22 Dec, 2025

Private equity buyouts record longer holding periods in 2025

Private equity and venture capital buyouts posted longer holding periods across most industries in December compared with 2020, according to an analysis by S&P Global Market Intelligence using Preqin Pro data.

Private equity firms are holding portfolio companies longer as valuations have not increased as expected, said Anthony Arnold, private equity co-chair at Barnes & Thornburg LLP. To increase valuations, firms pursue add-on acquisitions, grow the business organically, and divest noncore operations, extending the holding period.

"The interest rates have a lot to do with it. You can't borrow as cheaply to fuel the growth, but it also reduces the demand. Cash flows are hurt a little bit when people are having to spend more money on interest rates," Arnold said.

"What we're seeing still is a valuation mismatch between buyers and sellers," said Christopher Atkins, co-chair for M&A and private equity at Katten Muchin Rosenman LLP. "People were buying in 2019 to 2021 when interest rates were very different than where they are today. What we're seeing are firms that are continuing to hold these assets and waiting for market improvement."

Material:
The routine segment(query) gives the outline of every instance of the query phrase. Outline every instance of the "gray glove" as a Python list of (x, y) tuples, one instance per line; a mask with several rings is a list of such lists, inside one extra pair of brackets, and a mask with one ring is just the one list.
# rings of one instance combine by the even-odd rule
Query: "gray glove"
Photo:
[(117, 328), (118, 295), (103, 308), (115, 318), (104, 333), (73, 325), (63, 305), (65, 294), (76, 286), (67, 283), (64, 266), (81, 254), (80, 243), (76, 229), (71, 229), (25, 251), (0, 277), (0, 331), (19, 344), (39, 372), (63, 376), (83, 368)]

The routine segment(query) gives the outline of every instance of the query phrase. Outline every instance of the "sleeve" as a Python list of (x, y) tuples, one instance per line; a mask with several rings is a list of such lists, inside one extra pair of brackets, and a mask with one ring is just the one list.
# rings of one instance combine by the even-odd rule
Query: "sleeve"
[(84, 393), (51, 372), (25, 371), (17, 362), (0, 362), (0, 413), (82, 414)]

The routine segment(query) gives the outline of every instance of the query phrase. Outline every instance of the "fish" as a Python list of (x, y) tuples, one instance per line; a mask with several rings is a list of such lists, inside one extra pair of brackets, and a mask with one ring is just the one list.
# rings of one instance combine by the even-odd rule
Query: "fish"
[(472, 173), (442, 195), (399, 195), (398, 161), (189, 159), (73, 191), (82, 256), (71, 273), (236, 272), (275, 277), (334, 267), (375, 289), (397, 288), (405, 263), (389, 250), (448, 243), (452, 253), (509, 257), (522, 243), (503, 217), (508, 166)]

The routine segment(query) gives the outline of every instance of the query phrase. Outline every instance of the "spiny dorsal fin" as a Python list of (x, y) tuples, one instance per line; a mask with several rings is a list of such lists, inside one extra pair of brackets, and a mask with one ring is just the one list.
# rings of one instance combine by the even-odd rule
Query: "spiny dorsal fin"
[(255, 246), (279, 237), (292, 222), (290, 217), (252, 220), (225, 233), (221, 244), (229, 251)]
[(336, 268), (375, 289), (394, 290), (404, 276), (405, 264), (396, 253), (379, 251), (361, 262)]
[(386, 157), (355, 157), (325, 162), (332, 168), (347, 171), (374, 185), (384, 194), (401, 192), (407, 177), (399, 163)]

Set exercise A: Render this sentence from the private equity article in Spanish: "The interest rates have a lot to do with it."
Set exercise B: Print the part of the private equity article starting at "Private equity buyouts" and ending at "Preqin Pro data.".

Worked solution A: Las tasas de interés tienen mucho que ver con ello.

Worked solution B:
Private equity buyouts record longer holding periods in 2025

Private equity and venture capital buyouts posted longer holding periods across most industries in December compared with 2020, according to an analysis by S&P Global Market Intelligence using Preqin Pro data.